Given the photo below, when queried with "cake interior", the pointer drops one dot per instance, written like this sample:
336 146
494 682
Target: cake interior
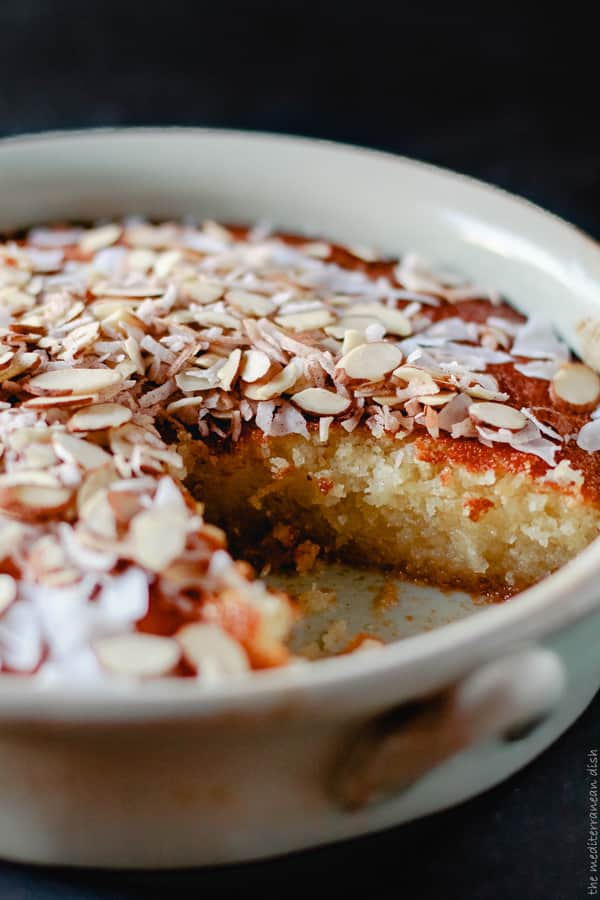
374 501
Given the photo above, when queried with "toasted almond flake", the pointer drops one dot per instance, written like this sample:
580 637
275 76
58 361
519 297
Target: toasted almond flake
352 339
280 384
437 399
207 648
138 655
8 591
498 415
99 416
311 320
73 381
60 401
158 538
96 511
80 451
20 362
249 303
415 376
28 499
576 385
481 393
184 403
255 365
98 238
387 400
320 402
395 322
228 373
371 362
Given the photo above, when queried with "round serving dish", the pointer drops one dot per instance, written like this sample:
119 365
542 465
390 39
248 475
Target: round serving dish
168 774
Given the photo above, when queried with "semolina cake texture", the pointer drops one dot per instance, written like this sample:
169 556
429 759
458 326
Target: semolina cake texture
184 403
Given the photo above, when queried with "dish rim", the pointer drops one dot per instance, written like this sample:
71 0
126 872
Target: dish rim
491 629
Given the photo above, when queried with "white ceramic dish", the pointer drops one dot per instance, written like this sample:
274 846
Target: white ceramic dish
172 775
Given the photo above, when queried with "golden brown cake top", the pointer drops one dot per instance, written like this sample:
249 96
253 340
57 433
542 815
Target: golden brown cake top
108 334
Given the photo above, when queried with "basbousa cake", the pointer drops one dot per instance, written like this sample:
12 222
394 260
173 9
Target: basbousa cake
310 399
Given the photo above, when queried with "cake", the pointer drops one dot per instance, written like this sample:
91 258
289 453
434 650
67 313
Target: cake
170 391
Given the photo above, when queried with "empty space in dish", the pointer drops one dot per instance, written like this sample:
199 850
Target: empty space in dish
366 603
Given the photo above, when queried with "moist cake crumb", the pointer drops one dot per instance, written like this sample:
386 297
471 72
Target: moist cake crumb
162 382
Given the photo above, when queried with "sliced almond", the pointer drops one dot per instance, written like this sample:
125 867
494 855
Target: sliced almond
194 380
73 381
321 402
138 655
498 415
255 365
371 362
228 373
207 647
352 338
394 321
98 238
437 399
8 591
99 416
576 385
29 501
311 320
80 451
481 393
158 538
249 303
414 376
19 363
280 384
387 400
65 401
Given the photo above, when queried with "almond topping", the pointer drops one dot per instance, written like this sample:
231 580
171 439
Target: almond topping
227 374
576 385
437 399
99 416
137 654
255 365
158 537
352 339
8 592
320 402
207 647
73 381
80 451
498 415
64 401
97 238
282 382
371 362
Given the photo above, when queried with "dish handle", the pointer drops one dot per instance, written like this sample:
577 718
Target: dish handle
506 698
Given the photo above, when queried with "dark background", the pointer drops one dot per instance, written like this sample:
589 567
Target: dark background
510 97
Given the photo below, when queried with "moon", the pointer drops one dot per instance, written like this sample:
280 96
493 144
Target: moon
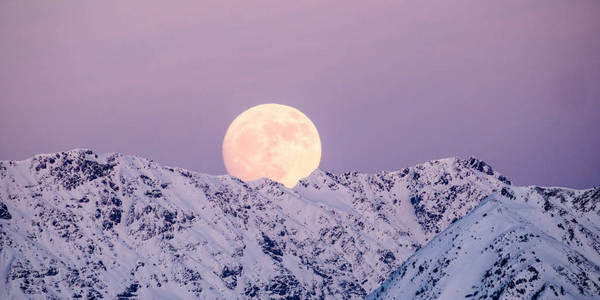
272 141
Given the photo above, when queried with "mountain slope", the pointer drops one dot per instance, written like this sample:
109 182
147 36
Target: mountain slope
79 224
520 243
|---|
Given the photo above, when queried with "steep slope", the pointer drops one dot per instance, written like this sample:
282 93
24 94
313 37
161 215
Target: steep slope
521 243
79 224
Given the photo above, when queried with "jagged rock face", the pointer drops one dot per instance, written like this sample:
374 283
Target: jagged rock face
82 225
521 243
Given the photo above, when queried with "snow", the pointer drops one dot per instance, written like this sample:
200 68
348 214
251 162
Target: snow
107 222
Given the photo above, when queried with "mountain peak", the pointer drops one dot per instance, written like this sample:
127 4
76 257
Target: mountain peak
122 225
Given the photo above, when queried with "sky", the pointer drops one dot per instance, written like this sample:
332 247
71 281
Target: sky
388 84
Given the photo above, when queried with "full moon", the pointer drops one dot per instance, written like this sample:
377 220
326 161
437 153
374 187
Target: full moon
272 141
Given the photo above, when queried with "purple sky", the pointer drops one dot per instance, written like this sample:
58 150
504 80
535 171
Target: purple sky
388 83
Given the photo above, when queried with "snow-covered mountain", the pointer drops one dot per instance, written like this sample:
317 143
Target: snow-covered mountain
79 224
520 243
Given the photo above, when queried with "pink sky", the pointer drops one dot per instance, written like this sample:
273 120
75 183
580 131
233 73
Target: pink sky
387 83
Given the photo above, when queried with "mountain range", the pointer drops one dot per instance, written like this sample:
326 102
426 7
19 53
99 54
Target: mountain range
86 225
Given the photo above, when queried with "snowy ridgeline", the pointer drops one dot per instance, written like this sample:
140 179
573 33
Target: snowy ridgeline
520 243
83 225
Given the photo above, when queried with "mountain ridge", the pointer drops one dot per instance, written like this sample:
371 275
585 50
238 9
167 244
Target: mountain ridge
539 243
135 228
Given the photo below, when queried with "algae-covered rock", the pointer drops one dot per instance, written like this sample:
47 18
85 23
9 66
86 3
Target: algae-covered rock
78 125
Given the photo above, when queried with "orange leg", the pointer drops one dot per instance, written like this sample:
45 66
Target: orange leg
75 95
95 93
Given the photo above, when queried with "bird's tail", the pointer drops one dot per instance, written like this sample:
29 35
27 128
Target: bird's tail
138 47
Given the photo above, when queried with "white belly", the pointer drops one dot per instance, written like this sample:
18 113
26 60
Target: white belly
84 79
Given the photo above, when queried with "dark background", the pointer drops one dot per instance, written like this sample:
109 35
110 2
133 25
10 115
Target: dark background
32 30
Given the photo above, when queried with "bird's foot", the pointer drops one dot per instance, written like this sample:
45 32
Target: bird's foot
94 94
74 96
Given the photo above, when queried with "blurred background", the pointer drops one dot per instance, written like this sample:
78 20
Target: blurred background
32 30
|---|
▸ **Task goal**: Locate every line in the records above that contains the word "dish", and copy each such line in full.

▸ **Correct output**:
Given the photo above, when queried with "round serving dish", the pointer drops one dot per instance, written like this sample:
Target: round serving dish
Given the photo above, when queried with "dish rim", the pointer drops one dot per instance, written like this sample:
Target: dish rim
Given the photo above, when queried with "white ceramic dish", the pointer drops one dot per instance, written like this sample:
Target: white ceramic dish
Given the photo above, when queried with "empty space in dish", the pointer drops one dot per instance, written like this sample:
Target: empty space in dish
Given the photo above, when queried with "dish handle", the pointer drops one dot per instance, written like this sample:
Target: dish handle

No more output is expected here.